Dataset records about object locations
::::::

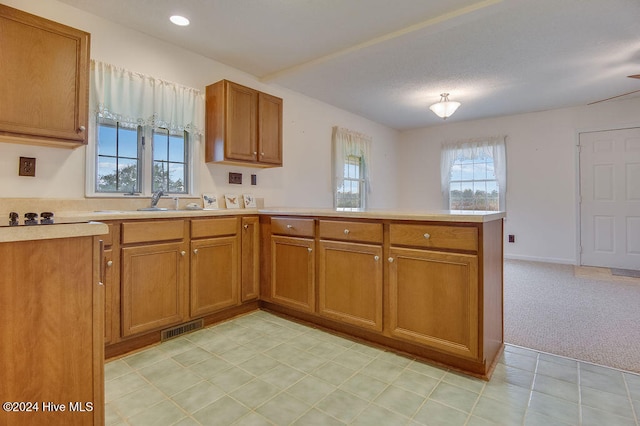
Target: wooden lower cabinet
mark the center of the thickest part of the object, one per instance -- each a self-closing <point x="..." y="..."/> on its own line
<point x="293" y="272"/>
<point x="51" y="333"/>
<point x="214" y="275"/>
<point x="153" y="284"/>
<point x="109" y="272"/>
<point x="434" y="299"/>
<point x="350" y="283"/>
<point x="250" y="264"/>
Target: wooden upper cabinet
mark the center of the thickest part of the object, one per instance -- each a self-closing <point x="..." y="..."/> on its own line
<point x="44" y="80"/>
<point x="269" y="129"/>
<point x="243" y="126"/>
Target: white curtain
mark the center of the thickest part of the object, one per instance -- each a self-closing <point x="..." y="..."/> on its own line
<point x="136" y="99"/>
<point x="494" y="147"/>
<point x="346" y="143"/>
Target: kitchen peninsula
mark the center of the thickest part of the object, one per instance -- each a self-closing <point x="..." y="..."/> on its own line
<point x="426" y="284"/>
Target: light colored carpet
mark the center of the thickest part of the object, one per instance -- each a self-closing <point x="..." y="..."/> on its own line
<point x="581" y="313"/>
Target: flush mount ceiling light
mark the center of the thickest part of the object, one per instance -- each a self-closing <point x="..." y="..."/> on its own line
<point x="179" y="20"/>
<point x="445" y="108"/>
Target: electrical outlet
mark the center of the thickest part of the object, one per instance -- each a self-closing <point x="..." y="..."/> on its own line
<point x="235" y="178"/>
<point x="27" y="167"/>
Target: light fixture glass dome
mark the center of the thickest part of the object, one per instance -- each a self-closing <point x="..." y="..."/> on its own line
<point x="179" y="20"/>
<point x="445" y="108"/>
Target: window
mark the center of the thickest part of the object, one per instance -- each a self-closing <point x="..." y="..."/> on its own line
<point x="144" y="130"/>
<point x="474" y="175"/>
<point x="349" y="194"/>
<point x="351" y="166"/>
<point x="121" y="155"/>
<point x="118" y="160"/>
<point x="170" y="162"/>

::::::

Goal -> Output the line holding "Target: white curtain", then every later line through the end of the records above, exactly as given and nothing else.

Solved problem ->
Target: white curtain
mark the center of the thickest part of the object, one per instance -- each a self-closing <point x="..." y="..."/> on its own line
<point x="136" y="99"/>
<point x="494" y="147"/>
<point x="346" y="143"/>
Target: kitchen peninsula
mark the center of the thickest part of the object, one per instance -- each a self-closing <point x="..." y="..."/> on its own line
<point x="426" y="284"/>
Target: light colored carpet
mark the center of the thickest part of the object, one per instance -- each a self-closing <point x="..." y="..."/> on its own line
<point x="581" y="313"/>
Target: flush mount ceiling light
mark the center of the thickest part of the object, one per instance -- each a self-closing <point x="..." y="..."/> on its own line
<point x="179" y="20"/>
<point x="445" y="108"/>
Target: electrical outlet
mark the center of the thickest part of the object, one per instance -- each a self-closing <point x="..." y="..."/> on its own line
<point x="235" y="178"/>
<point x="27" y="167"/>
Target: light fixture glass dome
mark the center of the thickest part of the object, one per instance -- each a self-closing <point x="..." y="..."/> on its own line
<point x="179" y="20"/>
<point x="445" y="108"/>
Target: window
mark the center of the thickest part of the object, one per instance -- each a self-closing <point x="..." y="..."/> on its own line
<point x="144" y="130"/>
<point x="474" y="175"/>
<point x="349" y="194"/>
<point x="351" y="166"/>
<point x="121" y="155"/>
<point x="118" y="160"/>
<point x="170" y="162"/>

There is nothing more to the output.